• Given instruction
Can you recast the lines below as a Markdown table with two columns, "No." for the row number and "Text" for the line, leaving out any blank lines?

• Material for this task

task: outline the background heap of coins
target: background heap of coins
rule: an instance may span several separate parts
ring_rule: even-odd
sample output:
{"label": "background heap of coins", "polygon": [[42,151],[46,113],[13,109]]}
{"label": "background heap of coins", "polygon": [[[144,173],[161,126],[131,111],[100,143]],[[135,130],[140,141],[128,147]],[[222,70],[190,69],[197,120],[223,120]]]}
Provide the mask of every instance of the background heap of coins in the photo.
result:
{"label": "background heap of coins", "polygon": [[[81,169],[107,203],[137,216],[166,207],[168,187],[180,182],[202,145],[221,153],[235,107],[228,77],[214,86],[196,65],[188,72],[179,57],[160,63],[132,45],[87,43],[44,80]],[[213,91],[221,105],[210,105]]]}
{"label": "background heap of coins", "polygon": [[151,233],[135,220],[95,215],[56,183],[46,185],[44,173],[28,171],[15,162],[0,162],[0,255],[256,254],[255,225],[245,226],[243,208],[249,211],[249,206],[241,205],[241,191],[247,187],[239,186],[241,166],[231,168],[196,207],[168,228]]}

• Result for this exercise
| No. | Text |
|---|---|
| 1 | task: outline the background heap of coins |
| 2 | target: background heap of coins |
| 3 | rule: an instance may span several separate parts |
| 4 | ring_rule: even-odd |
| 5 | sample output: |
| 6 | {"label": "background heap of coins", "polygon": [[42,151],[46,113],[13,109]]} |
| 7 | {"label": "background heap of coins", "polygon": [[[144,173],[161,126],[131,111],[100,143]],[[135,130],[140,141],[128,147]],[[222,70],[190,69],[197,120],[223,120]]]} |
| 8 | Provide the mask of every instance of the background heap of coins in the photo. |
| 9 | result: |
| 10 | {"label": "background heap of coins", "polygon": [[[81,169],[107,203],[137,216],[166,207],[168,187],[180,182],[202,145],[221,153],[235,107],[228,77],[214,86],[196,65],[188,72],[179,57],[160,63],[132,45],[87,43],[44,80]],[[213,91],[221,105],[210,105]]]} |
| 11 | {"label": "background heap of coins", "polygon": [[151,233],[135,220],[95,215],[56,183],[46,185],[44,173],[28,171],[15,162],[0,162],[0,255],[256,254],[255,225],[245,226],[243,208],[249,211],[249,206],[241,205],[241,191],[247,187],[239,186],[241,166],[231,168],[196,207],[168,228]]} |